§ Written instruction
Make an exact copy of the lines below.

[Saved entries]
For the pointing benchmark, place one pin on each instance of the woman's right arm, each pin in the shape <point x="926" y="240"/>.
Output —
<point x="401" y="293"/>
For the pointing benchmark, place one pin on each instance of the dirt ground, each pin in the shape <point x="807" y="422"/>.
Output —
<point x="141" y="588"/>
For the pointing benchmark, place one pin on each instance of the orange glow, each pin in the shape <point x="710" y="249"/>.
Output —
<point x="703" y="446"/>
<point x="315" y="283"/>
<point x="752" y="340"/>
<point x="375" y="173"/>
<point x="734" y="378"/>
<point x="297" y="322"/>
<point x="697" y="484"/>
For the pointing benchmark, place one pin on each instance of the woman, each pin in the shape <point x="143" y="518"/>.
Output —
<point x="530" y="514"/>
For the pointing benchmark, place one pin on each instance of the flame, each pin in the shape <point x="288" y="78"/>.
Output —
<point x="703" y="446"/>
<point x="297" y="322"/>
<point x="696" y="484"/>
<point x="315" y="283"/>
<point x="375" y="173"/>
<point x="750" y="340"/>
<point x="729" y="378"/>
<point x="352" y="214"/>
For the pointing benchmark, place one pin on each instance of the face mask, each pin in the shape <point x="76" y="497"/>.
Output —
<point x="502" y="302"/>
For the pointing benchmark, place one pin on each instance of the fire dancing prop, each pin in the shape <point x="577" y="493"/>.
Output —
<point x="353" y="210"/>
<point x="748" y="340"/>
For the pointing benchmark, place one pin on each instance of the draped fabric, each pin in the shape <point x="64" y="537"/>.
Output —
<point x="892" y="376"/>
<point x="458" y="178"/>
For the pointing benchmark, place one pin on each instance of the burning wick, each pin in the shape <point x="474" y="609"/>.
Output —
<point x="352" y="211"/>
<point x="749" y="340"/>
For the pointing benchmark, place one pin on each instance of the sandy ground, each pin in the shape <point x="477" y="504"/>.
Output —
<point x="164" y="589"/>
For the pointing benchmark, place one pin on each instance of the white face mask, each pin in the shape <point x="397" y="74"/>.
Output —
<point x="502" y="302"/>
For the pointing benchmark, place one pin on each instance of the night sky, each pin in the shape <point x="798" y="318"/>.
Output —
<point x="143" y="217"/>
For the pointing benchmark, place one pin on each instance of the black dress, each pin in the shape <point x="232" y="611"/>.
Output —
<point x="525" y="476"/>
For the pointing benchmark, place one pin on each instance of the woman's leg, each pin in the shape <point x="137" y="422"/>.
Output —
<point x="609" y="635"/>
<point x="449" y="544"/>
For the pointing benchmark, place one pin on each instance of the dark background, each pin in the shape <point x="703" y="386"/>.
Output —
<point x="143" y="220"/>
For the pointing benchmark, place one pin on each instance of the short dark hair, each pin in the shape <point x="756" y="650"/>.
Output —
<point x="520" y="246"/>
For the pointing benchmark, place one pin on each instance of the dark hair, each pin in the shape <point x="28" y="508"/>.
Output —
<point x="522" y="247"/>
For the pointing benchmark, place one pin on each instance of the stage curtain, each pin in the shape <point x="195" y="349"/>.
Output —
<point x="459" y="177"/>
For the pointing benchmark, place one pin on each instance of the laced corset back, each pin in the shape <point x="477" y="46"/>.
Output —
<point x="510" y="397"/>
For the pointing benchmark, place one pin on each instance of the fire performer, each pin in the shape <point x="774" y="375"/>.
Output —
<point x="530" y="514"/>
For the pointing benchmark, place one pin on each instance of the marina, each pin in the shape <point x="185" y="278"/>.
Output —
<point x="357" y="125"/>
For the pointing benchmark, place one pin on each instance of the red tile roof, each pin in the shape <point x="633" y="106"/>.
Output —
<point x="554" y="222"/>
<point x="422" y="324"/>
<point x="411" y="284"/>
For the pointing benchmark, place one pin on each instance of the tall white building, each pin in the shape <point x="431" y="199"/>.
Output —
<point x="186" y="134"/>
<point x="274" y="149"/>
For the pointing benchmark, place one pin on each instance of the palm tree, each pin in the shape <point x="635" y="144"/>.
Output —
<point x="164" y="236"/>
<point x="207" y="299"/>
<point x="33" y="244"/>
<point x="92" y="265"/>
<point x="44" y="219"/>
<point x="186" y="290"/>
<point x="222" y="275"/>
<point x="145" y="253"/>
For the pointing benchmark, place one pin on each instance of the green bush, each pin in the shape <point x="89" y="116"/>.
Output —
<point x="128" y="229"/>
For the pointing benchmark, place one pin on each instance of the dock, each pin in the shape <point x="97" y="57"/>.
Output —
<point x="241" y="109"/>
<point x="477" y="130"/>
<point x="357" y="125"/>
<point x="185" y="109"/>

§ Exercise output
For the pointing benchmark, place one pin on each instance of the woman's right arm, each pin in the shape <point x="926" y="240"/>.
Output —
<point x="401" y="293"/>
For the pointing benchmark, place one pin on each instance of the dirt ground, each pin in the shape <point x="807" y="422"/>.
Output —
<point x="141" y="588"/>
For the pointing benchmark, place one pin on each instance of the orange glow, each pin in the shape <point x="710" y="249"/>.
Output —
<point x="703" y="446"/>
<point x="315" y="283"/>
<point x="752" y="340"/>
<point x="375" y="173"/>
<point x="734" y="378"/>
<point x="297" y="322"/>
<point x="697" y="484"/>
For the pointing benchmark, place one pin on each instance of the woman, each pin in the shape <point x="143" y="518"/>.
Output —
<point x="530" y="514"/>
For the pointing benchmark, place one pin on each instance of the flame, each pin in the shape <point x="288" y="78"/>.
Output —
<point x="703" y="446"/>
<point x="297" y="322"/>
<point x="696" y="484"/>
<point x="315" y="283"/>
<point x="375" y="173"/>
<point x="750" y="340"/>
<point x="729" y="378"/>
<point x="352" y="214"/>
For the pointing benchmark, place one pin on each instance of the face mask, each pin in the shape <point x="76" y="497"/>.
Output —
<point x="502" y="302"/>
For the pointing benchmark, place one pin on each instance of the fire dancing prop, each pin in the shape <point x="577" y="493"/>.
Output —
<point x="353" y="210"/>
<point x="748" y="340"/>
For the pointing benchmark, place one pin on each instance of the draped fabric, each pin in the shape <point x="64" y="537"/>.
Output —
<point x="892" y="376"/>
<point x="458" y="178"/>
For the pointing benchmark, place one pin on each instance of the burning wick, each pin in the shape <point x="474" y="609"/>.
Output —
<point x="352" y="211"/>
<point x="749" y="340"/>
For the pointing benchmark, place one pin on each instance of the sandy ground, each pin in the shape <point x="477" y="504"/>.
Output —
<point x="164" y="589"/>
For the pointing benchmark, place one pin on each instance of the white face mask, each pin in the shape <point x="397" y="74"/>.
Output —
<point x="502" y="302"/>
For the pointing benchmark, place one pin on each instance of the night sky, each pin in the shape <point x="798" y="318"/>.
Output —
<point x="143" y="217"/>
For the pointing benchmark, place one pin on each instance of the black dress, each pin in the shape <point x="232" y="611"/>.
Output —
<point x="525" y="476"/>
For the pointing benchmark, place one pin on each instance of the woman's leg, each pin in the shape <point x="137" y="422"/>.
Output —
<point x="609" y="635"/>
<point x="449" y="544"/>
For the pointing benchmark, place one pin on each instance of the dark background, each pin in the shape <point x="703" y="386"/>.
Output —
<point x="143" y="220"/>
For the pointing benchmark, place one pin on each instance of the short dark hair, each pin in the shape <point x="756" y="650"/>.
Output —
<point x="520" y="246"/>
For the pointing benchmark, place one pin on each instance of the dark hair, each pin in the shape <point x="28" y="508"/>.
Output —
<point x="522" y="247"/>
For the pointing benchmark, place one pin on each instance of the stage curtain, each pin in the shape <point x="195" y="349"/>.
Output —
<point x="459" y="177"/>
For the pointing benchmark, place one pin on each instance of the laced corset back, each pin in the shape <point x="477" y="46"/>.
Output —
<point x="510" y="397"/>
For the pointing benchmark, place one pin on each instance of the fire performer, each pin in the shape <point x="774" y="375"/>.
Output —
<point x="530" y="514"/>
For the pointing benchmark, place one pin on each instance of the marina, each pin in the shape <point x="185" y="278"/>.
Output —
<point x="357" y="125"/>
For the pointing benchmark, place one pin on each instance of the red tile roof, each pin in the shape <point x="633" y="106"/>.
Output —
<point x="554" y="222"/>
<point x="422" y="324"/>
<point x="411" y="284"/>
For the pointing benchmark, place one pin on each instance of the tall white building, each pin in the shape <point x="431" y="199"/>.
Output —
<point x="186" y="134"/>
<point x="274" y="149"/>
For the pointing benchmark, place one pin on each instance of the palm tree, each pin in the shape <point x="635" y="144"/>.
Output —
<point x="164" y="236"/>
<point x="207" y="299"/>
<point x="33" y="244"/>
<point x="92" y="265"/>
<point x="44" y="219"/>
<point x="186" y="290"/>
<point x="222" y="275"/>
<point x="145" y="253"/>
For the pointing benchmark, place one pin on each instance of the green bush, each pin in the shape <point x="89" y="116"/>.
Output —
<point x="128" y="229"/>
For the pointing benchmark, place one pin on each instance of the dock, each pin in the shape <point x="97" y="57"/>.
Output —
<point x="241" y="109"/>
<point x="477" y="130"/>
<point x="357" y="125"/>
<point x="185" y="109"/>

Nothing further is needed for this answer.